CONSEGNA A:
Ricopia dal brano su Francesco Rocchi il tratto che va da "ROCCHI, Francesco" fino a "sul piano culturale.".

ROCCHI, Francesco
– Nacque a Savignano sul Rubicone (Forlì) il 24 maggio 1805 da Giulio e da Maria Pascucci (o Placucci). Trascorse la sua prima giovinezza a Savignano che, proprio in quegli anni, attraversava un momento di particolare fortuna sul piano culturale.
Nel 1801 Giulio Perticari, letterato e genero di Vincenzo Monti, Bartolomeo Borghesi, archeologo e insigne epigrafista, e Girolamo Amati, valente cultore delle antichità classiche, in un’ottica storico-nazionale già permeata di intendimenti patriottici vi avevano fondato la Rubiconia Accademia dei Filopatridi che «conservava molte costumanze arcaiche» e che, con spirito «essenzialmente innovatore», perseguì attraverso un rigoroso metodo scientifico «l’amore per la storia e le antichità della patria» (Meriano, 1920).

Voci tratte da un dataset di puntamento:
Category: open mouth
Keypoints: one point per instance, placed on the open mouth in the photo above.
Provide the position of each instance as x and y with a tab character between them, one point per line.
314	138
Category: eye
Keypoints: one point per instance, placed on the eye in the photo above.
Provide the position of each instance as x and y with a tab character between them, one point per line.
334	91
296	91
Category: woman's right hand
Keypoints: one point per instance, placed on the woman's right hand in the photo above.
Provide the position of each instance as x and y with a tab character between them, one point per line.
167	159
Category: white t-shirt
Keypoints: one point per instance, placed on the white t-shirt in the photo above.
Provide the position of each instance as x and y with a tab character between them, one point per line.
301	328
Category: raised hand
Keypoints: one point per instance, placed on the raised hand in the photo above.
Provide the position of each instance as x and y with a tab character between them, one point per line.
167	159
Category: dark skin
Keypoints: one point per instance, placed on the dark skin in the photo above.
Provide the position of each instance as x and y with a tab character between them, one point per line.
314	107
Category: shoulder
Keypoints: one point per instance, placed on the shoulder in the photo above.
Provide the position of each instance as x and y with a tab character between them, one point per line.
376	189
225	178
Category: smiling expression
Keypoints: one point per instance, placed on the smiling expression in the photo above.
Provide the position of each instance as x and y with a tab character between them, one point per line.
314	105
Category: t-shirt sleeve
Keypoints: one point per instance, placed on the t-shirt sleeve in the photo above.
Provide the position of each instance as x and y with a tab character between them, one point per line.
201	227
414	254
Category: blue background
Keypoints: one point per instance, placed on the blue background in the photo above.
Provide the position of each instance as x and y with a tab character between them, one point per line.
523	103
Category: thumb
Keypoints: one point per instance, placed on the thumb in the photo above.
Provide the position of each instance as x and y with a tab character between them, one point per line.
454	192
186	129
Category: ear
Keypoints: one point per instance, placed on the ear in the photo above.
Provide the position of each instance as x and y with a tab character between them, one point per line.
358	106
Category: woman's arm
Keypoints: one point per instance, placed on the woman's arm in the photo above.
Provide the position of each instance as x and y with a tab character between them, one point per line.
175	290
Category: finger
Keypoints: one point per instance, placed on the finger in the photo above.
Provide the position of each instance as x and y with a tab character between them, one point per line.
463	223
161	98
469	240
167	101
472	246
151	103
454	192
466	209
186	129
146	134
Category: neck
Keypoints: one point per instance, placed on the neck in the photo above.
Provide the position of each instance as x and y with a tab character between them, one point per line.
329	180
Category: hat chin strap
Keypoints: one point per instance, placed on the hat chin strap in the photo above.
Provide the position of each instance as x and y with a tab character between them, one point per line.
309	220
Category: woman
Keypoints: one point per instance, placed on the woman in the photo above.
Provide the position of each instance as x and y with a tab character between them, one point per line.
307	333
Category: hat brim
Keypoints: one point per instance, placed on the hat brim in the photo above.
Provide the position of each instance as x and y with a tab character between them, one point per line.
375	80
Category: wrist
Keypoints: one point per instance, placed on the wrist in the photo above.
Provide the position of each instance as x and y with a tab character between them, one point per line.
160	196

CONSEGNA B:
Esprimi come lista JSON di stringhe, una per riga e senza quelle vuote, il tratto delle righe del dataset riportate sopra che va dalla riga contenente "Category: wrist" fino all'ultima.

RISULTATO CORRETTO A:
ROCCHI, Francesco
– Nacque a Savignano sul Rubicone (Forlì) il 24 maggio 1805 da Giulio e da Maria Pascucci (o Placucci). Trascorse la sua prima giovinezza a Savignano che, proprio in quegli anni, attraversava un momento di particolare fortuna sul piano culturale.

RISULTATO CORRETTO B:
[
  "Category: wrist",
  "Keypoints: one point per instance, placed on the wrist in the photo above.",
  "Provide the position of each instance as x and y with a tab character between them, one point per line.",
  "160\t196"
]